• [Task prompt] Among the lines of the data, copy those that hold "cabinet".

• [Working data]
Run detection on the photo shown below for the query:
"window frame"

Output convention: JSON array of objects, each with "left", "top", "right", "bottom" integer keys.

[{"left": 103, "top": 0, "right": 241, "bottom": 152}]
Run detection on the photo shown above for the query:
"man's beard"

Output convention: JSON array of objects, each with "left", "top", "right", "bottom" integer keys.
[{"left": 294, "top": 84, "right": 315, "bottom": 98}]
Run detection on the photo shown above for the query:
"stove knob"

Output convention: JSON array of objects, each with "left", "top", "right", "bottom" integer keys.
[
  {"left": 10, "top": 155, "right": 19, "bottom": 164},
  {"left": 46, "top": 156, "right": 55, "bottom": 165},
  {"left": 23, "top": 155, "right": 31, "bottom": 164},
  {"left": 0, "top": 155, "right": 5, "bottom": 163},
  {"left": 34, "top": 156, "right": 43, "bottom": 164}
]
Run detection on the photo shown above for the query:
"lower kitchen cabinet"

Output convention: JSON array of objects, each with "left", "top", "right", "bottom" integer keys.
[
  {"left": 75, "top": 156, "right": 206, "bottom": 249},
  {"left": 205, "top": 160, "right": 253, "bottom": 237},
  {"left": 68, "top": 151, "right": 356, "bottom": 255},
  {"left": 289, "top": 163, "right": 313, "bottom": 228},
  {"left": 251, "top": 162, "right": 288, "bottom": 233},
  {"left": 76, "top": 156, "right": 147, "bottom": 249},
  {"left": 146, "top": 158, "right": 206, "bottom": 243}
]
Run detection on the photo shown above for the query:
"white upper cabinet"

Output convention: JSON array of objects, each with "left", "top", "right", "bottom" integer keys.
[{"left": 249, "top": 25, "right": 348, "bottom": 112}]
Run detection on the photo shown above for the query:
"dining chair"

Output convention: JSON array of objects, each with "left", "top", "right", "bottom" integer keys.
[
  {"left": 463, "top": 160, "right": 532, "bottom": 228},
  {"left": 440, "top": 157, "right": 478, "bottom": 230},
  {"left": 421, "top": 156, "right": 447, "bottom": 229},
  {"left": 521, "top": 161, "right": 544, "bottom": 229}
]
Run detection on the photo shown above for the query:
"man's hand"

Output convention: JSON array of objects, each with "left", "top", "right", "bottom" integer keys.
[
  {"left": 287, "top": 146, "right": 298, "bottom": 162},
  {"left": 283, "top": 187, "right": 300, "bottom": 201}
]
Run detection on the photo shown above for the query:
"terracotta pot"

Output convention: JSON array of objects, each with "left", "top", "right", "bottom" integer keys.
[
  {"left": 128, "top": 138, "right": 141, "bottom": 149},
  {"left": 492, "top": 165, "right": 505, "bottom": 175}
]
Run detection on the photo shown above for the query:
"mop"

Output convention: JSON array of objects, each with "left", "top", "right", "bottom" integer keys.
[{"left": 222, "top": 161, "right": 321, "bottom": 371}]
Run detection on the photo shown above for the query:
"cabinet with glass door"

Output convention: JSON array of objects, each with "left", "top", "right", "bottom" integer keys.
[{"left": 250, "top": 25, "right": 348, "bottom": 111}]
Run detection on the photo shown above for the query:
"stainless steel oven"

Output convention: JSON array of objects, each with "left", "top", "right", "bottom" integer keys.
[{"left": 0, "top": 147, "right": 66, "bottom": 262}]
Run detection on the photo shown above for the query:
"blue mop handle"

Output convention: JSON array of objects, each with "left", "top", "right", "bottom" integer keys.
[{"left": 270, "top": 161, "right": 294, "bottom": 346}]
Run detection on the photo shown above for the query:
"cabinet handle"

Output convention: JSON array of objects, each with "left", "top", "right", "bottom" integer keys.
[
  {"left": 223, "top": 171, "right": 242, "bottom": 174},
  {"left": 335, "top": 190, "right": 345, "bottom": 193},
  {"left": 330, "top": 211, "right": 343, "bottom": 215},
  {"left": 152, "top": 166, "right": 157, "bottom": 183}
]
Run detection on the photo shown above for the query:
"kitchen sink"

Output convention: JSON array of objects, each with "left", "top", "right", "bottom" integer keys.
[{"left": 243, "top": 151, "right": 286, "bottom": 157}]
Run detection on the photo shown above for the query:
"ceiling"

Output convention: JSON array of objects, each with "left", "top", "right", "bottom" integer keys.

• [Solution to this task]
"lower kitchen cabinet"
"white upper cabinet"
"cabinet with glass door"
"cabinet handle"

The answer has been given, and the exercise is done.